* EXTRACTED RECORDS:
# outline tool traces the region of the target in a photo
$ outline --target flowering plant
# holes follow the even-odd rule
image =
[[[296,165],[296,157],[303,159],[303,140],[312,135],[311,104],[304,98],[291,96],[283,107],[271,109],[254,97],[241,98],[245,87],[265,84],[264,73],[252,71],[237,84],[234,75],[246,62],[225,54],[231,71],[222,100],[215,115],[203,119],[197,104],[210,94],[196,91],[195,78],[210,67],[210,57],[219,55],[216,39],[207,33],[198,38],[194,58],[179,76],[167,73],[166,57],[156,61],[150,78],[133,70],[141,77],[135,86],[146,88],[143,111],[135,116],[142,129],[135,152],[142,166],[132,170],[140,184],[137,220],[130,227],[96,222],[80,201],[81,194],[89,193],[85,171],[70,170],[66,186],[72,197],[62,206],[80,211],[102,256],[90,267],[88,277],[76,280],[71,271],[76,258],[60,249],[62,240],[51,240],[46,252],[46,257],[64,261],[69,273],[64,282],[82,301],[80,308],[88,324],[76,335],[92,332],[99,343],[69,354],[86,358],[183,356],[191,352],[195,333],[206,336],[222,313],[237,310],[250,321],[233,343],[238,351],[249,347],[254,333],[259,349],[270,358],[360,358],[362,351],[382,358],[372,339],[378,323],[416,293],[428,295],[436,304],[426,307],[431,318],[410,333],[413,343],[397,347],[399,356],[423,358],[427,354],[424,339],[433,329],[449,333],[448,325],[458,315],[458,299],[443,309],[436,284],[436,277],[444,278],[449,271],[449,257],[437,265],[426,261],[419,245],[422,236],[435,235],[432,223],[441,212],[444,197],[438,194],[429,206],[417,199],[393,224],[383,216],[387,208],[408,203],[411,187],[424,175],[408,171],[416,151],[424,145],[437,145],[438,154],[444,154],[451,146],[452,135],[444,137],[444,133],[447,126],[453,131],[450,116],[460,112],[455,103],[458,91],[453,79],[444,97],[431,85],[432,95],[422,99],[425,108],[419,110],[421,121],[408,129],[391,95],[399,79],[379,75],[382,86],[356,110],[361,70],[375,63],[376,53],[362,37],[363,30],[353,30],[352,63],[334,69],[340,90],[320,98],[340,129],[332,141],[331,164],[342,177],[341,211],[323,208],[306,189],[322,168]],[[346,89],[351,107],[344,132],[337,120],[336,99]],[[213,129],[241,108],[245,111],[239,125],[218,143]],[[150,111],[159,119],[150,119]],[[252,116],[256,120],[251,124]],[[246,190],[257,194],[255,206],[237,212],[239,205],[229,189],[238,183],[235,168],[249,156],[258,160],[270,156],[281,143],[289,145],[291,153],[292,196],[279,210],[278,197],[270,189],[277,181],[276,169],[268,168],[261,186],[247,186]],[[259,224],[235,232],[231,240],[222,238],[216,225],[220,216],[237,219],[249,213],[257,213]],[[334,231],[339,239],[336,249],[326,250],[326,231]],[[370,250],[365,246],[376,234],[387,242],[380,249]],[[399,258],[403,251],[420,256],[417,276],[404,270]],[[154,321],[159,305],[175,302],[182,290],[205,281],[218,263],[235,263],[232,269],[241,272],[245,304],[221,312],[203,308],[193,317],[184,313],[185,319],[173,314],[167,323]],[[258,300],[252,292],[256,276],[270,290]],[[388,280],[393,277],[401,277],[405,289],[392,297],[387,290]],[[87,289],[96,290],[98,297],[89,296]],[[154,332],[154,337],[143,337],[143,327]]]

* EXERCISE BRIEF: Locate each line in the entries above that contains the word "outline" and copy those lines.

* RESULT OF THE EXERCISE:
# outline tool traces the region of the target in a photo
$ outline --target flowering plant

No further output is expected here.